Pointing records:
►
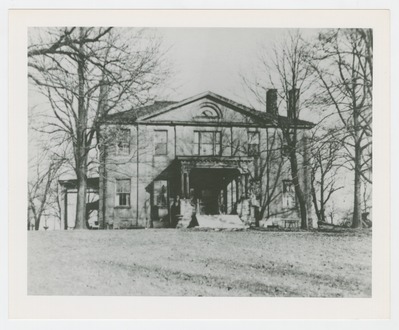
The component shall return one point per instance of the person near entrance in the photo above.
(175, 210)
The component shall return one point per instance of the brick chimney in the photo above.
(271, 102)
(293, 103)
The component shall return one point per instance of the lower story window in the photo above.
(122, 192)
(160, 193)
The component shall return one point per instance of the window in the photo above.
(207, 143)
(289, 199)
(160, 193)
(285, 150)
(122, 192)
(161, 143)
(123, 145)
(253, 143)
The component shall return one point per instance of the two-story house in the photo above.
(220, 157)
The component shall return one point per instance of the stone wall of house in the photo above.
(141, 167)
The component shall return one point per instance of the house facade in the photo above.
(220, 157)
◄
TASK DIRECTIONS
Only the lines from the one containing "The component shall return one point per instance of the brick" through the end of the material should be reproduced, exactly, with both ends included.

EXERCISE SOLUTION
The component shall return one point per instance of the brick chimney in the photo above.
(271, 102)
(293, 103)
The component shall return one point per instance of the lower story window in the photo above.
(122, 192)
(160, 193)
The component shall return one point per instance of the window in the photo above.
(207, 143)
(289, 199)
(160, 193)
(285, 150)
(122, 192)
(161, 143)
(123, 145)
(253, 143)
The component shall return one point per instance of the two-story house in the photo above.
(220, 157)
The component shall return one point per instance of the stone wall of house in the photo above.
(141, 167)
The component shall return one point per instance of the house facade in the photo above.
(220, 157)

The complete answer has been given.